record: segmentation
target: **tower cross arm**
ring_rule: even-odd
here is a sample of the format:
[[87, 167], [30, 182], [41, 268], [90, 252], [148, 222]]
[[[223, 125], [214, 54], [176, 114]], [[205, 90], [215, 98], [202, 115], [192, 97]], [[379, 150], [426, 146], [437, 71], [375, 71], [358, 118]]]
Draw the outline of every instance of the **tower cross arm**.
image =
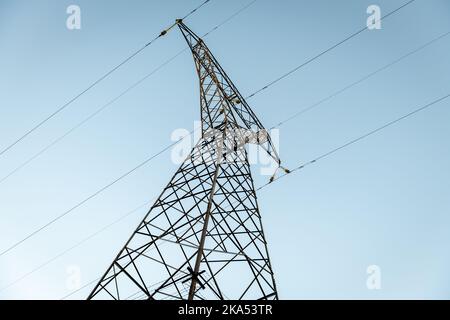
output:
[[225, 118], [234, 128], [238, 146], [258, 144], [278, 164], [281, 160], [267, 129], [223, 70], [201, 37], [181, 19], [176, 21], [192, 52], [200, 80], [202, 136], [219, 127]]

──────────

Problem ▸ Return the number of lines in the material holding the string "cross", and no other text.

Answer box ▸ 2